----- Bereitgestellter Text -----

Rumänien ist ein bärenreiches Land. Nun soll deren Zahl dezimiert werden. Einen entsprechenden Erlass hat Umweltminister Tanczos Barna unterzeichnet – an seinem letzten Tag im Amt. Dieser erlaubt den Abschuss von knapp 500 Bären bis Mai 2024 – mehr als drei Mal so viele wie im Vorjahreszeitraum. Begründet wird der drastische Anstieg damit, dass die Tiere immer öfter aus dem Wald kämen. Naturschutzorganisationen kritisieren die Entscheidung und verweisen darauf, dass nicht die Bären das Problem seien.
Nach Angaben der Natur- und Umweltschutzorganisation WWF leben in Europa insgesamt rund 17.000 Braunbären. Das Karpatenland in Rumänien zählt eine der größten Populationen. Eine Studie, die das rumänische Umweltministerium in Auftrag gab, beziffert die Zahl der Bären in Rumänien mit 7.500 bis 8.000.
Umstrittener Erlass des scheidenden Umweltministers
"Die Studie stellt eine Momentaufnahme dar und zeigt deutlich den gleichen Trend wie früher", erläutert Tanczos Barna, der bis vor wenigen Tagen als Umweltminister in Rumänien im Amt war und im Rahmen eines Regierungswechsels seinen Posten abgegeben hat. "Nämlich, dass die Zahl der Bären in Rumänien steigt. Die Zahl der Anrufe bei den Behörden über die Sichtung eines Bären hat in den letzten sieben Jahren exponentiell zugenommen. Das Gleiche gilt für die Zahl der Angriffe, die Zahl der Schäden, die Höhe der Schäden – all diese Zahlen steigen in Rumänien Jahr für Jahr."

-----

Wie viele Bären dürfen laut dem Erlass, den der Text über die Bären in Rumänien beschreibt, bis Mai 2024 abgeschossen werden?

----- Bereitgestelltes Material -----

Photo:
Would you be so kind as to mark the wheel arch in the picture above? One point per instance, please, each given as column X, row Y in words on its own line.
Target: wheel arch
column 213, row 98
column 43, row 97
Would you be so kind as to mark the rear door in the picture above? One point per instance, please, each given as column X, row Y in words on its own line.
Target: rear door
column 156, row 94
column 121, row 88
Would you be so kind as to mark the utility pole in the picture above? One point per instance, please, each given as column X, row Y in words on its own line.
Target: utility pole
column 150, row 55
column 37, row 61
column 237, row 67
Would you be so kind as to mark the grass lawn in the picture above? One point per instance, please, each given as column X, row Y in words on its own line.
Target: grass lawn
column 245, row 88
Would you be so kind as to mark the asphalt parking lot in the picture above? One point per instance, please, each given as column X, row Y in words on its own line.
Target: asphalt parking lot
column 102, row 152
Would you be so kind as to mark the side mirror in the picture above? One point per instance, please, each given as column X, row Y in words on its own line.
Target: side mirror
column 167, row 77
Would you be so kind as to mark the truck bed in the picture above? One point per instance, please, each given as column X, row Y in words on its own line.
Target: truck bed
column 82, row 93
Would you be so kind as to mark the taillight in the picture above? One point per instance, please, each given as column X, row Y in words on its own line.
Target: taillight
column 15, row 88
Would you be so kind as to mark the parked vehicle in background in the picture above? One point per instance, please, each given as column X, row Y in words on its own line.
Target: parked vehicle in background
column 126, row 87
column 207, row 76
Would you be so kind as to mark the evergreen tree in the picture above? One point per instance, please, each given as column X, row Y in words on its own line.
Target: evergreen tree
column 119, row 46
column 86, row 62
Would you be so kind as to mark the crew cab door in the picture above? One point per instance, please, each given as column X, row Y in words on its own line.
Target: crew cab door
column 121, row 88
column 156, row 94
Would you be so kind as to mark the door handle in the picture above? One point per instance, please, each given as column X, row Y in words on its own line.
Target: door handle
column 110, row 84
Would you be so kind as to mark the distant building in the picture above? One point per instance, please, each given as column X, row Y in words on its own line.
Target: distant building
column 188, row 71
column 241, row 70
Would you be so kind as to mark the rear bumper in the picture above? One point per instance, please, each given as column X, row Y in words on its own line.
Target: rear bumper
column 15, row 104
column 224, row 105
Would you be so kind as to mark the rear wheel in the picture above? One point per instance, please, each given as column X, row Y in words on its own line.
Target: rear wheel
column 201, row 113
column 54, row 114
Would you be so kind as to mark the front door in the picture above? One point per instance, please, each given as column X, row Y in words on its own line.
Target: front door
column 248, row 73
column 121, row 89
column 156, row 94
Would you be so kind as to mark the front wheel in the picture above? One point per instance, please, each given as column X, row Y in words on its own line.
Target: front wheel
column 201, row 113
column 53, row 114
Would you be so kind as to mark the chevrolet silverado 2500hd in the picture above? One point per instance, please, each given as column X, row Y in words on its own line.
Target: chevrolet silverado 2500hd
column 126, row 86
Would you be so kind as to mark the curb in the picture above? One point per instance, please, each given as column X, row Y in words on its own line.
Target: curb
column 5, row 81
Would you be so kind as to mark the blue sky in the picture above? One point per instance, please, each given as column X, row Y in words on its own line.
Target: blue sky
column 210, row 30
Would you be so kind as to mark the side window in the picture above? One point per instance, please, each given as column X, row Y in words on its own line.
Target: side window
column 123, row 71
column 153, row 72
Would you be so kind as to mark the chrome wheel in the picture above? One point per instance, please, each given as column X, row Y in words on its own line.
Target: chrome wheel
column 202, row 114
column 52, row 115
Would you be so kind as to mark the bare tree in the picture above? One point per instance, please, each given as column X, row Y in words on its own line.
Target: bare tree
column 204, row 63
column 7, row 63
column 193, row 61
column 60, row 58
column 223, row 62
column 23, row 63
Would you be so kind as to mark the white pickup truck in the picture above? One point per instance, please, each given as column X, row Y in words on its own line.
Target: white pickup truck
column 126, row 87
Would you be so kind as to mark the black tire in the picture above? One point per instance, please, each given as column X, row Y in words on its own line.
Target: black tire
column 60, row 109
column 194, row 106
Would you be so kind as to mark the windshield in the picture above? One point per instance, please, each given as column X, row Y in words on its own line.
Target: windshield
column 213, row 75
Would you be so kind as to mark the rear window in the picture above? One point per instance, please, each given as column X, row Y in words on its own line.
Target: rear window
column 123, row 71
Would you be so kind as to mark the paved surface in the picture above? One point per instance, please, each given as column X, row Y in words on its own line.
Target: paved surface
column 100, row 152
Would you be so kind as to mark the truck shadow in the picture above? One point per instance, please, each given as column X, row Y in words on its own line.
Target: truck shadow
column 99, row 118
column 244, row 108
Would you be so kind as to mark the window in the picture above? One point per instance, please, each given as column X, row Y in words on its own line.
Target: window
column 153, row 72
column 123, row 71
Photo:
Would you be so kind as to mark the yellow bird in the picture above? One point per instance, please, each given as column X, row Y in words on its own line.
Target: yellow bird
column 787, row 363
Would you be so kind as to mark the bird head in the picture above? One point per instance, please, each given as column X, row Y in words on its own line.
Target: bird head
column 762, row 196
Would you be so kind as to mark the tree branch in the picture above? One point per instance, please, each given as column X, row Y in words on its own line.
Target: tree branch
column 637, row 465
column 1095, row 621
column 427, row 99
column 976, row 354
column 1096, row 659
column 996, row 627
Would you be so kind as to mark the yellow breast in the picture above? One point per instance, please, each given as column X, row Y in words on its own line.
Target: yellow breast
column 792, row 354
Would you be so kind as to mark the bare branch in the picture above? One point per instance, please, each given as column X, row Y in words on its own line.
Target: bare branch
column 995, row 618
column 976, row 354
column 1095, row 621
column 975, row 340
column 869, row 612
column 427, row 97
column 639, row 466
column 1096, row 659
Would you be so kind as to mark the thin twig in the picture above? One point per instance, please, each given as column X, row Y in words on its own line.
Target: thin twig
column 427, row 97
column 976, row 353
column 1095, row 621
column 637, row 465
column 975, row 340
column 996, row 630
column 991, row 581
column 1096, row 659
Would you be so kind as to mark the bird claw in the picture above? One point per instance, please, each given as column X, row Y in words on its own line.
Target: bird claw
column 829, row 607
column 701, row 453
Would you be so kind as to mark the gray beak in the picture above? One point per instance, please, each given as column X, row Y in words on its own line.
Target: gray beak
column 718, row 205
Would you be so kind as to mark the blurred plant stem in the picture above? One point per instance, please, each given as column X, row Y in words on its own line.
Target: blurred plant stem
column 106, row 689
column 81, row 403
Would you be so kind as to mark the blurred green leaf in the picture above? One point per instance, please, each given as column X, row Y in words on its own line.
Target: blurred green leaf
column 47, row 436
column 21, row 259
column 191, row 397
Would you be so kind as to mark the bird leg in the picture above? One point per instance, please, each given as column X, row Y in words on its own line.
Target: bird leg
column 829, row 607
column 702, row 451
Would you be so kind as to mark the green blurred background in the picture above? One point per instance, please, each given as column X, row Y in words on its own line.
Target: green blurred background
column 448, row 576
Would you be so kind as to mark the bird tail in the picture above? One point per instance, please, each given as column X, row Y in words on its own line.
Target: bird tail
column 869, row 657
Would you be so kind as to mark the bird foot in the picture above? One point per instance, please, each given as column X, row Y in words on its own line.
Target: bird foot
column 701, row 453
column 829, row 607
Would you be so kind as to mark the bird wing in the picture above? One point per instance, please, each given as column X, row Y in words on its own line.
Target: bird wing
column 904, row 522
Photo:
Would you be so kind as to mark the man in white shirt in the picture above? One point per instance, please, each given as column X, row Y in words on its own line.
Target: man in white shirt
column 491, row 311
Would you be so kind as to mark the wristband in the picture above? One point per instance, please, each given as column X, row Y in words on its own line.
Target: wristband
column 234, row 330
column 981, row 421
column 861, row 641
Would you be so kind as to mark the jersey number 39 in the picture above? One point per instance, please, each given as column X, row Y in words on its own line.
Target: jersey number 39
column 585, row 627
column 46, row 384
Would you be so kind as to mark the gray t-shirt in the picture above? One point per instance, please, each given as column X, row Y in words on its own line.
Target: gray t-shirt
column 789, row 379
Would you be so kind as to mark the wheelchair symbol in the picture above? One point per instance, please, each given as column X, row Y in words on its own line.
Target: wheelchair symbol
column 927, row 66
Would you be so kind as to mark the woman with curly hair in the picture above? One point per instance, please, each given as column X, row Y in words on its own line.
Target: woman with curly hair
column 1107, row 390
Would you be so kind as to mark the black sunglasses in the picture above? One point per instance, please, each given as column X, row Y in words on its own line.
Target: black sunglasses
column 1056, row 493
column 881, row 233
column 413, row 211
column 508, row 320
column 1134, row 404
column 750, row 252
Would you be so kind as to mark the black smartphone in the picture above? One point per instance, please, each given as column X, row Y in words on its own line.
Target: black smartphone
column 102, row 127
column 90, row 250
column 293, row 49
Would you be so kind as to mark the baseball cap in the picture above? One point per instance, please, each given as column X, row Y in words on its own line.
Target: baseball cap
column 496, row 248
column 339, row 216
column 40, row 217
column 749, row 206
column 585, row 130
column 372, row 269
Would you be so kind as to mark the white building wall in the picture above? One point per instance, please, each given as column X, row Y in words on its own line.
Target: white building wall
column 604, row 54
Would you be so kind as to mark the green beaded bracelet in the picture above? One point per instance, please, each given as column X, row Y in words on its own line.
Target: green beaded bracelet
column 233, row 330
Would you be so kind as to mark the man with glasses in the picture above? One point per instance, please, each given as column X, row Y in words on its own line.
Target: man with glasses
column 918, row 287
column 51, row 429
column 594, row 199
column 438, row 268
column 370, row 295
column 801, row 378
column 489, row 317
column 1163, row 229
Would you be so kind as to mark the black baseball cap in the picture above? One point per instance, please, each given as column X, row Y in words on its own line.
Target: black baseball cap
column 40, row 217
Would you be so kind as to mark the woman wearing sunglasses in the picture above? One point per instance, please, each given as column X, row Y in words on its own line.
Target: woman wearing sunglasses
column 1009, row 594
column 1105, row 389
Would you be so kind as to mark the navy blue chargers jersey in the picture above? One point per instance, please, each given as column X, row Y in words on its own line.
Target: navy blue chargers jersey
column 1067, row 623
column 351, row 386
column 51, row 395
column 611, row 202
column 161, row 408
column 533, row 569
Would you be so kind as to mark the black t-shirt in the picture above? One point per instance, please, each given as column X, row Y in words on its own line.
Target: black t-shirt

-----

== Ergebnis ==
Knapp 500 Bären.